◆ Task to carry out
Scan the material for the string "Spot" and copy out every line in which it occurs.

◆ Supplied material
Start of Block
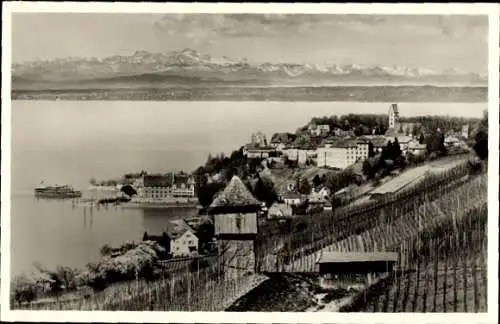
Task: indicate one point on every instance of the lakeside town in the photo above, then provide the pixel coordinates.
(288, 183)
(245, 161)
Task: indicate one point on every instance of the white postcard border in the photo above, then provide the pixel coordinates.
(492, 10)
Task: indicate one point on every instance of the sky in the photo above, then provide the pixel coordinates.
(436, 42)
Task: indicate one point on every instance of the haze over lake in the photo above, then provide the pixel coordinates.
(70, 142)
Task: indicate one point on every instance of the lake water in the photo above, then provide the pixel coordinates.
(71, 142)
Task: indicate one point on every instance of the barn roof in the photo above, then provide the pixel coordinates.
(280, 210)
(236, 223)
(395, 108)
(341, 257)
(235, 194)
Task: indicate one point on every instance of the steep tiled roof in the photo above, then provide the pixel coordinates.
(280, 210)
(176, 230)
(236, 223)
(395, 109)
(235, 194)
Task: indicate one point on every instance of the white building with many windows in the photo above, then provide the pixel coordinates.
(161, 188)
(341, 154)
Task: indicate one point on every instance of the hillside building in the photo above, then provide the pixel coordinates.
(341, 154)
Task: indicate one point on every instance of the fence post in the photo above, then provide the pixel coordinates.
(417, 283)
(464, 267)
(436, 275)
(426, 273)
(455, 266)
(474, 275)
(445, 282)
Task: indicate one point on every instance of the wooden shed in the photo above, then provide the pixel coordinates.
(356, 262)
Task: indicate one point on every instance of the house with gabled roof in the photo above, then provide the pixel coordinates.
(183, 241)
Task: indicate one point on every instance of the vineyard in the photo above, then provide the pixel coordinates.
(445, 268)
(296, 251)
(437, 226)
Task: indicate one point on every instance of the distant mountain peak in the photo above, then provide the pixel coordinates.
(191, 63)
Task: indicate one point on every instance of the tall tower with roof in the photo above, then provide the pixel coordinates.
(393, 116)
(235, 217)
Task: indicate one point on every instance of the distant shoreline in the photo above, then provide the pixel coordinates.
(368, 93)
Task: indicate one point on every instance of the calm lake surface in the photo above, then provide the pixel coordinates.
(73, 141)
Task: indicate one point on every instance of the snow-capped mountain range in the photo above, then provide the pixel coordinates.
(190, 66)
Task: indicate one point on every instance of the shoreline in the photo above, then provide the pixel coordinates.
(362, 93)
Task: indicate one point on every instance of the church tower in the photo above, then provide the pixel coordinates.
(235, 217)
End of Block
Start of Block
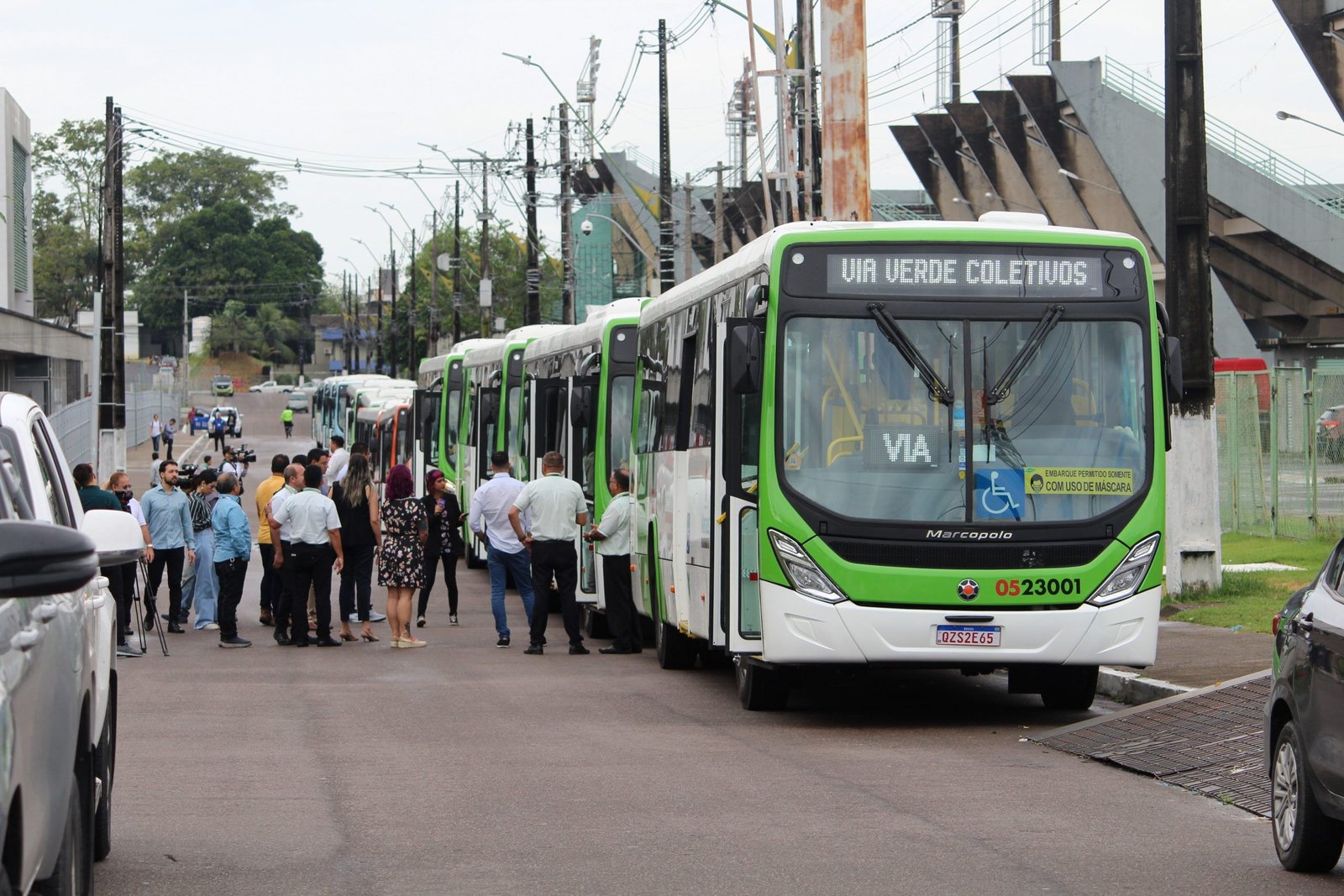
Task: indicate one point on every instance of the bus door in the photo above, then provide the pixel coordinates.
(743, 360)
End of Block
Start of Block
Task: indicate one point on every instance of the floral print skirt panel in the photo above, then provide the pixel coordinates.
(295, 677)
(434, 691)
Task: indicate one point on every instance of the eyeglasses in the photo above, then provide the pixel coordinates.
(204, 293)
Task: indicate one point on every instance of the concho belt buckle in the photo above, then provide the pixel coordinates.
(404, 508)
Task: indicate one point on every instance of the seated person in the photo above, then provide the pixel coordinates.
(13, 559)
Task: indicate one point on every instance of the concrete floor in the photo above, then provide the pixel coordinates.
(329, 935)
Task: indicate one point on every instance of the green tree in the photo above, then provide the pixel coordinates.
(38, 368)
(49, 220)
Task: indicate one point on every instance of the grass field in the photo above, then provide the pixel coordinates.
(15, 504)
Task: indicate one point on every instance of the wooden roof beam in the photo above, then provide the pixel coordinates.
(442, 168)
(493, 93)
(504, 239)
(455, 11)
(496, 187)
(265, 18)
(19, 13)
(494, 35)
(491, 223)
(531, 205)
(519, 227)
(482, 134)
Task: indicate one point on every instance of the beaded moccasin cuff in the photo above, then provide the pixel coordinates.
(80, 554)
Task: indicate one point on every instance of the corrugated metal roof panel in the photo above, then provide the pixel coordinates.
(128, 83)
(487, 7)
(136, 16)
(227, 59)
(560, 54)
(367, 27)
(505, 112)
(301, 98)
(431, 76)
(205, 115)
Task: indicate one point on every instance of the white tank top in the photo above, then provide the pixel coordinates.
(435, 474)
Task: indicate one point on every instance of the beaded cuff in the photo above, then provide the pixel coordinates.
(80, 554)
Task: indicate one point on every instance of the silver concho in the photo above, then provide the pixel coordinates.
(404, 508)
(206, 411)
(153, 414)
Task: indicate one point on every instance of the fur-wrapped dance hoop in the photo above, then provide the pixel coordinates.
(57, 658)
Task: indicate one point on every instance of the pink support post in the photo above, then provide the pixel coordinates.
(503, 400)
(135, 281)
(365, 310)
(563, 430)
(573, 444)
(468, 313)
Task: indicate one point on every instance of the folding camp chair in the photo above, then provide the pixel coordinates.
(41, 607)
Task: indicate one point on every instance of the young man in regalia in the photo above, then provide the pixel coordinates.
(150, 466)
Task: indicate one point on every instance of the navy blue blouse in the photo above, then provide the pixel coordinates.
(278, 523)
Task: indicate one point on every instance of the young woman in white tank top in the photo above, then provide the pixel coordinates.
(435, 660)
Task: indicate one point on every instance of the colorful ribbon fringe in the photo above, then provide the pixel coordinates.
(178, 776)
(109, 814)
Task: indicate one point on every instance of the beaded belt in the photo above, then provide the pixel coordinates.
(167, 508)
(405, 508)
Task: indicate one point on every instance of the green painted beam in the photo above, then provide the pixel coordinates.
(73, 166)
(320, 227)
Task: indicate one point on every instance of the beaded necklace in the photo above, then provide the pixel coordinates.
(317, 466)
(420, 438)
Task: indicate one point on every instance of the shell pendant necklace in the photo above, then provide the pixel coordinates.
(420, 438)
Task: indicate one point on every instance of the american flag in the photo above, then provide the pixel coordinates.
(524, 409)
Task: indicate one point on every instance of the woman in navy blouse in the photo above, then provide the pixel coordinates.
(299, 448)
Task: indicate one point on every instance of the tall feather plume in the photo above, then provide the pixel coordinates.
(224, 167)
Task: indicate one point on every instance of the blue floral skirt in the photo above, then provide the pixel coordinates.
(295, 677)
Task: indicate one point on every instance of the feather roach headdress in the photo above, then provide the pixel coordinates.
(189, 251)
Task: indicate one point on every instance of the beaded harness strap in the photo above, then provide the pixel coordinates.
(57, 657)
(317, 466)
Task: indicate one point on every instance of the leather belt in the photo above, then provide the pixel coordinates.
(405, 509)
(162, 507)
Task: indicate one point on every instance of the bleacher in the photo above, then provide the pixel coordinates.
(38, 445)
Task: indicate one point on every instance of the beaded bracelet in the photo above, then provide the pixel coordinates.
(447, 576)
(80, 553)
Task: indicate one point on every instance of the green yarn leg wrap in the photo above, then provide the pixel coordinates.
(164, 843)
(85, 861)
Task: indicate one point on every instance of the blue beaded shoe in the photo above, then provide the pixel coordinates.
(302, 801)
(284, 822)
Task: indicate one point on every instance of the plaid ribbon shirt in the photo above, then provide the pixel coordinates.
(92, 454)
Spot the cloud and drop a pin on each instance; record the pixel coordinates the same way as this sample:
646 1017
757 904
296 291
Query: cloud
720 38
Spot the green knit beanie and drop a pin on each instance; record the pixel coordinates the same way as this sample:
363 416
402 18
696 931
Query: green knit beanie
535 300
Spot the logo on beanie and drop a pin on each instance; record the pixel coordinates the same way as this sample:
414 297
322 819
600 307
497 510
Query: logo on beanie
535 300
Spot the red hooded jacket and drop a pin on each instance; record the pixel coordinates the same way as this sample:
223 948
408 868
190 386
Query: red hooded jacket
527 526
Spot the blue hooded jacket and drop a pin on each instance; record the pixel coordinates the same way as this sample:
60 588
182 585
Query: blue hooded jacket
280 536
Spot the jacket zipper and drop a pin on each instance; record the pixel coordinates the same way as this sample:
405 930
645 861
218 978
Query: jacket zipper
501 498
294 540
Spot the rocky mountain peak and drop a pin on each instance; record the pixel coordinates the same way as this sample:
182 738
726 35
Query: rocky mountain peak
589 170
End of Block
◆ Output below
Spot the cloud and drop a pin on each instance; record the pixel coordinates the same way as this sample:
Spot the green knit beanie and drop a pin on each instance; record the pixel coordinates the same way as this sample:
Spot the logo on beanie and drop a pin on each instance; record the pixel coordinates the same way as this sample:
Spot the red hooded jacket and drop a pin on each instance; record the pixel coordinates the same way as this sample:
Spot the blue hooded jacket and drop a pin on each instance; record the pixel coordinates the same way as this sample:
Spot the jacket zipper and drop a pin on each instance; record the pixel coordinates the same way as this sample:
Spot the rocky mountain peak and drop a pin on each instance; record the pixel coordinates the same way as this sample:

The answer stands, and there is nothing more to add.